#### [Problem]
Your output is the line containing "For every instance of the beige" plus all lines after it to the end of the records, reproduced exactly, with nothing else.
Begin Information supplied
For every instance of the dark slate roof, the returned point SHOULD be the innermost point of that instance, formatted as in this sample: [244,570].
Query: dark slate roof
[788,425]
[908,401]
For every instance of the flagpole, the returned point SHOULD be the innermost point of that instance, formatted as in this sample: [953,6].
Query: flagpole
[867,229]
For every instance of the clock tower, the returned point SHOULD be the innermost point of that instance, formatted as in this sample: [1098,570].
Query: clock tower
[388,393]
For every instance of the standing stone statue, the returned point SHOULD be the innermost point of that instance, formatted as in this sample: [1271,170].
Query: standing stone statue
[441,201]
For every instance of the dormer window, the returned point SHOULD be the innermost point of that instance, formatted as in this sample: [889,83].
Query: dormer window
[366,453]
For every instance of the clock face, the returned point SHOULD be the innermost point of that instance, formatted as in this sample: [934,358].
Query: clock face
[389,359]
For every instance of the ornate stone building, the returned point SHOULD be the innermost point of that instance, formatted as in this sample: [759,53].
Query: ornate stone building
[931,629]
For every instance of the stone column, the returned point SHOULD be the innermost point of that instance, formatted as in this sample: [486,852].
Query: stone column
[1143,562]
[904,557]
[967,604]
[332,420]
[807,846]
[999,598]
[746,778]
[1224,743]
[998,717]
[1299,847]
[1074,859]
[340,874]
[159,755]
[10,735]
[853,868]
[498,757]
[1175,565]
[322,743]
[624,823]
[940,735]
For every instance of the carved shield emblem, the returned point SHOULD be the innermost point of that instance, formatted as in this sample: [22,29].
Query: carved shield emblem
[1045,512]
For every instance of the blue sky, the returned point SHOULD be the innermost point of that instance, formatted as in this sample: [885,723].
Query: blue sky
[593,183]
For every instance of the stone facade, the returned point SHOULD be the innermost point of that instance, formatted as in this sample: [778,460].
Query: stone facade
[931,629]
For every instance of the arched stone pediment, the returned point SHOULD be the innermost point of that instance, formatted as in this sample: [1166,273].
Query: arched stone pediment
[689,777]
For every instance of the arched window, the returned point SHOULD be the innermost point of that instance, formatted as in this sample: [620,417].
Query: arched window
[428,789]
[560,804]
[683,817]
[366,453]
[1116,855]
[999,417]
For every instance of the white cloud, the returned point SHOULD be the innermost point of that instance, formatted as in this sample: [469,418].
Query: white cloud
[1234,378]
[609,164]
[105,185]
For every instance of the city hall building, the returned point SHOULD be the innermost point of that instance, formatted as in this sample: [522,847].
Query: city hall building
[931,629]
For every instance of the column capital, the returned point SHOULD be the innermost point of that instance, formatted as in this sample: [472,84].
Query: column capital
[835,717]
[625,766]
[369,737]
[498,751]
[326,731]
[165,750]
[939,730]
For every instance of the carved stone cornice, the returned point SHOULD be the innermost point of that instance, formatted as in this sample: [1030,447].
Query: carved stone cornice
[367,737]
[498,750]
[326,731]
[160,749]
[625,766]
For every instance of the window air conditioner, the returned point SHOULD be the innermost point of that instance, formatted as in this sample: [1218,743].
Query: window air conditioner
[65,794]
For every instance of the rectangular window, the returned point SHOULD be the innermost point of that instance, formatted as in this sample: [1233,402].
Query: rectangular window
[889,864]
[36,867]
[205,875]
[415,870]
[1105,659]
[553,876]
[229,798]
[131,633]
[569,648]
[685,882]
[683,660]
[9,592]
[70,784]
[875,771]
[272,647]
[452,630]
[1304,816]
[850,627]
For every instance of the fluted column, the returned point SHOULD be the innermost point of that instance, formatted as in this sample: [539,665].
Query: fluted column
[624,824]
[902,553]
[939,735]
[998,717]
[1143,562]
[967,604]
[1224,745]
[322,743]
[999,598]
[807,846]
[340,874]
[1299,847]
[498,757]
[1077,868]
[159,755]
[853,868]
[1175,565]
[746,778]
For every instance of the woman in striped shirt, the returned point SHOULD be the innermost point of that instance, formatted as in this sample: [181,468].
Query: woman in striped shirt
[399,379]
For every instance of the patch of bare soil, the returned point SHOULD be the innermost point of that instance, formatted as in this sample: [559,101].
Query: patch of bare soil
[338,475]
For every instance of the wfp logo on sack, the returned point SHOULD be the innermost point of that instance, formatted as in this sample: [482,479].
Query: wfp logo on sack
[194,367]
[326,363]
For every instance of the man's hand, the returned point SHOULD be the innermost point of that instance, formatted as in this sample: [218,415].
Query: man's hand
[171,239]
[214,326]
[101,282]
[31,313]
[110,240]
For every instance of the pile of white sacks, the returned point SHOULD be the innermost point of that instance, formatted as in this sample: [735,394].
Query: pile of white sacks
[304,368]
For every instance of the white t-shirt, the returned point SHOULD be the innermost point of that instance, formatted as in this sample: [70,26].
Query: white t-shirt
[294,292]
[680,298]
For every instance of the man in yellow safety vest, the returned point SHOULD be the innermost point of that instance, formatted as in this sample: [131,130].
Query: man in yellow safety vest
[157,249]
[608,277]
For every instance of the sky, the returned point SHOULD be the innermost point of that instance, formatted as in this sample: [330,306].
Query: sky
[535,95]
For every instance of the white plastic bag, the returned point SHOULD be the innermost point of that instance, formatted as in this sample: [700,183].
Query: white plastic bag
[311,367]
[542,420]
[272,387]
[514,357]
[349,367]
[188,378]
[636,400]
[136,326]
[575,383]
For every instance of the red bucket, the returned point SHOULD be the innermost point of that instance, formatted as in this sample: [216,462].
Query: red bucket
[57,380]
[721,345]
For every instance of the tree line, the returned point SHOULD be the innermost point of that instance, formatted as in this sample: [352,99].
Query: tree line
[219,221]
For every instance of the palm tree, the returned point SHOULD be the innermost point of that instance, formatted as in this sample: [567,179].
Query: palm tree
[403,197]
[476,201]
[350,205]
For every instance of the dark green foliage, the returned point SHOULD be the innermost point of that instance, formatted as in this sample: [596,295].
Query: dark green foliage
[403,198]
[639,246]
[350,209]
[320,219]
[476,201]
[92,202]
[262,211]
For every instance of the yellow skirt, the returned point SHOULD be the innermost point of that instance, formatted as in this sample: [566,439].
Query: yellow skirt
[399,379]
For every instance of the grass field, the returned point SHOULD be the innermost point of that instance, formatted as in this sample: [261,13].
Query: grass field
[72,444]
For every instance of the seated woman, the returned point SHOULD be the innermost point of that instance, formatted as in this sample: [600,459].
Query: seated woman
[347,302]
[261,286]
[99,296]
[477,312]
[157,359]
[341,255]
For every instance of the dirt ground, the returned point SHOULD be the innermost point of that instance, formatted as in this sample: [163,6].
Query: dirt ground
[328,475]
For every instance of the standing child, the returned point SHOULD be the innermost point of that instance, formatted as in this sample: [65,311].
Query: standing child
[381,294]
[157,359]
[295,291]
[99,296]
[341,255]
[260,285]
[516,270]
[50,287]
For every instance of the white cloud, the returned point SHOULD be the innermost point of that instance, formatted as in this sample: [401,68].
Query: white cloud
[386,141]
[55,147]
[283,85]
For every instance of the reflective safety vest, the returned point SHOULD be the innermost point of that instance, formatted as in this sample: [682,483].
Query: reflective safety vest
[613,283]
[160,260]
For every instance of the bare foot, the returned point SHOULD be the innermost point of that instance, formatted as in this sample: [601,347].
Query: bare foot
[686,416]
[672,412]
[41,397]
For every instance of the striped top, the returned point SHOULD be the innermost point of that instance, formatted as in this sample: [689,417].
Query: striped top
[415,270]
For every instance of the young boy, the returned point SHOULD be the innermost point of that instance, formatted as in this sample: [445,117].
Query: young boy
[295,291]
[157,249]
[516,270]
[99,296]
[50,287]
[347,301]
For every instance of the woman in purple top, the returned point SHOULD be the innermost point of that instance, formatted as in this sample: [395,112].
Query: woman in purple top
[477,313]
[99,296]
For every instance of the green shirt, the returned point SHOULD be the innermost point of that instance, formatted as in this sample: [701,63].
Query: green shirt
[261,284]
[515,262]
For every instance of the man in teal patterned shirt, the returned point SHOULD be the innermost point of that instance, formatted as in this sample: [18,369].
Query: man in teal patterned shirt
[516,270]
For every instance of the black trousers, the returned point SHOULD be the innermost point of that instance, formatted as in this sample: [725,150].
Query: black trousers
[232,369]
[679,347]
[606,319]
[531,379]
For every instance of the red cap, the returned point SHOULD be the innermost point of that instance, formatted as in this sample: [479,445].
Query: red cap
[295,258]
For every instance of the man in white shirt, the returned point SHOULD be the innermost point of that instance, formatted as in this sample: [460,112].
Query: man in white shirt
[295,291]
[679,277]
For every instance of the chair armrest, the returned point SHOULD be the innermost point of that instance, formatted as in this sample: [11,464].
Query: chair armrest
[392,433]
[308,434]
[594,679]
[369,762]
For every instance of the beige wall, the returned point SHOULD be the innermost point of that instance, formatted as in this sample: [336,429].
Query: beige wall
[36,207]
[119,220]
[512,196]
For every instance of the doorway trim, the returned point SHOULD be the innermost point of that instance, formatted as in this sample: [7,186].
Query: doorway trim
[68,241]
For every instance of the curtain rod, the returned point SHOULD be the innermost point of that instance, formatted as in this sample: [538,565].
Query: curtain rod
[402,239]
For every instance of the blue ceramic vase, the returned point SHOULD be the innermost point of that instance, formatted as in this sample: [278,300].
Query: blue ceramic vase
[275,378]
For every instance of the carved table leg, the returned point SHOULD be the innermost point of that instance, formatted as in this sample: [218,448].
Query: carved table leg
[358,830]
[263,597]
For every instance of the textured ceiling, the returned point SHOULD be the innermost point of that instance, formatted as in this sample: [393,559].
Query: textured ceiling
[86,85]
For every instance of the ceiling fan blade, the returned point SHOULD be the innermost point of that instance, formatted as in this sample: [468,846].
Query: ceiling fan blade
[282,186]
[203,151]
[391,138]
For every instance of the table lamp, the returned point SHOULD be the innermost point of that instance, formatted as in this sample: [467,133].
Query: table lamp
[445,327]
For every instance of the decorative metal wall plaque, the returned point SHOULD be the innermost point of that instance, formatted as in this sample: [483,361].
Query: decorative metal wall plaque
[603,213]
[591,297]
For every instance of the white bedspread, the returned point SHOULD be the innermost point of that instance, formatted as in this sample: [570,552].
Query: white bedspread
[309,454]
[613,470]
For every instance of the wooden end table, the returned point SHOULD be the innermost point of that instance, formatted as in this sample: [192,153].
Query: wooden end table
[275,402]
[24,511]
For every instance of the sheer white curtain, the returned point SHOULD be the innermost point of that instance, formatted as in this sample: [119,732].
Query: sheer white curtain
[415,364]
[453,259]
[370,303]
End Information supplied
#### [Right answer]
For every instance of the beige wall, the returned point SHOULD be the innermost point of that instance, formatted as in this sample: [336,429].
Query: beige wall
[36,207]
[119,220]
[512,196]
For every instance of the doorway trim, the returned point SHOULD be the innermost point of that instance, formatted as in this sample: [7,186].
Query: doorway trim
[68,241]
For every instance of the curtain rod, the returned point SHOULD be the innermost point of that instance, formatted as in this sample: [538,565].
Query: curtain rod
[402,239]
For every instance of the blue ceramic vase, the returned point SHOULD be the innermost point of that instance, formatted as in this sample: [278,300].
Query: blue ceramic vase
[275,378]
For every instance of the carved table leg, the returned point SHOULD be the innermost point of that instance, formatted as in this sample: [218,448].
Query: carved table leg
[358,830]
[263,597]
For every instance of the textured ceiling, the returned point SHOULD be the innermost point of that instance, formatted as in this sample: [393,559].
Query: textured ceiling
[86,85]
For every instance of the ceiling fan blade, the returned point SHOULD be the innermost point of that instance, formatted as in this sample: [468,846].
Query: ceiling fan blade
[282,186]
[203,151]
[391,138]
For every instance of the table lamp, the returned point SHOULD be the innermost point of that instance, formatted as in this sample: [467,133].
Query: table lamp
[445,327]
For every instance of the decorative metal wall plaque, the returned point SHOULD be the innermost point of that instance, formatted as in this sample: [483,361].
Query: decorative metal wall plaque
[603,213]
[591,297]
For every instance of the white bedspread, the returned point SHOULD be the innermost point of that instance, formatted as in this sample: [570,552].
Query: white bedspread
[309,454]
[613,470]
For every instance of the wooden end table, the returned point SHOULD be the innermost point of that instance, formatted as in this sample: [192,153].
Query: wooden end table
[275,402]
[24,511]
For every instance of the sheer white curtain, the returned point SHOULD be the innermost point of that instance, formatted as in this sample: [119,732].
Query: sheer white curtain
[415,364]
[453,259]
[370,303]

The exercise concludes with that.